• **INPUT FOR THIS TASK**
+++

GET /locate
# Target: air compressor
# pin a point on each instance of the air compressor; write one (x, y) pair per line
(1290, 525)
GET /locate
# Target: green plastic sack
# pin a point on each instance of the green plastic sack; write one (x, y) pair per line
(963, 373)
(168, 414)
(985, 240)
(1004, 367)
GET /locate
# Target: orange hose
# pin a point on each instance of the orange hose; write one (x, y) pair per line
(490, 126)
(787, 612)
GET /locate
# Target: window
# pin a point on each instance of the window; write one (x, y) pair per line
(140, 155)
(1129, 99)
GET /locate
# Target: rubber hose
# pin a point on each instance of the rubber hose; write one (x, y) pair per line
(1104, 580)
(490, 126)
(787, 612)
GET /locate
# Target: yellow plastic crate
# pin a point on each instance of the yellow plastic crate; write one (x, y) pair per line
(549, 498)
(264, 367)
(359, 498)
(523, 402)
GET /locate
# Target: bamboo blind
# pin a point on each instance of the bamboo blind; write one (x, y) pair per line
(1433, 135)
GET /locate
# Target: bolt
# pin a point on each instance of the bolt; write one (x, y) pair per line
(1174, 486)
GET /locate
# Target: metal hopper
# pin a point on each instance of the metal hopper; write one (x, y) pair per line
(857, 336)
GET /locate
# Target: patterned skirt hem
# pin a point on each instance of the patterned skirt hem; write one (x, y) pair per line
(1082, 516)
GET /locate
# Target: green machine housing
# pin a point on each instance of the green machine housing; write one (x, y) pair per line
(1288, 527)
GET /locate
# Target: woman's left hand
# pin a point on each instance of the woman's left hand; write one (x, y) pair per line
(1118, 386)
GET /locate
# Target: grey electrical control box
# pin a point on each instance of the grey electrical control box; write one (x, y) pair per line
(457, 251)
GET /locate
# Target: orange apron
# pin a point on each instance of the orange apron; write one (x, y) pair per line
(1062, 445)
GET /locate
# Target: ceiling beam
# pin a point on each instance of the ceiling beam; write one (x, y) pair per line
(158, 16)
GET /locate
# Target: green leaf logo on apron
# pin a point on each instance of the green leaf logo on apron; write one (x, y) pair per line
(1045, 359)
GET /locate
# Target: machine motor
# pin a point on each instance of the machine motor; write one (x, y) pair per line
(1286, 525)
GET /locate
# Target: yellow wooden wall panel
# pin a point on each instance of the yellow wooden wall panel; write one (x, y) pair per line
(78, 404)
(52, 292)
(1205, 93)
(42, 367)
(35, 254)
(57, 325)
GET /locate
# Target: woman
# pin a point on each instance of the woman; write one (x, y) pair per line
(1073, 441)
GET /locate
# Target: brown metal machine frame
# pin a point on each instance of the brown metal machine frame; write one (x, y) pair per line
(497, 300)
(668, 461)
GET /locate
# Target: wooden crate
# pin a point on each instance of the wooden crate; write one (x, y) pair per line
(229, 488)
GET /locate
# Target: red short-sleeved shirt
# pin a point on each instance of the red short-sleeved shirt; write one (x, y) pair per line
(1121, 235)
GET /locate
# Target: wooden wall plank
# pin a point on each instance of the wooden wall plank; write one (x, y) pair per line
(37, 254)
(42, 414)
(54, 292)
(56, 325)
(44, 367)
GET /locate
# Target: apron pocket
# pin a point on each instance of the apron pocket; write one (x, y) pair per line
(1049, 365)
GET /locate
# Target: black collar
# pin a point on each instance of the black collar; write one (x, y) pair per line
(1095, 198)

+++

• **TO BE DONE**
Find each line above that contains the string "grey", treating uppercase and lowercase as different, and copy those lines out in full.

• **REPLY TO THE EXERCISE**
# Target: grey electrical control box
# pin a point on each instance of the grey electrical control box; write one (x, y) pair per line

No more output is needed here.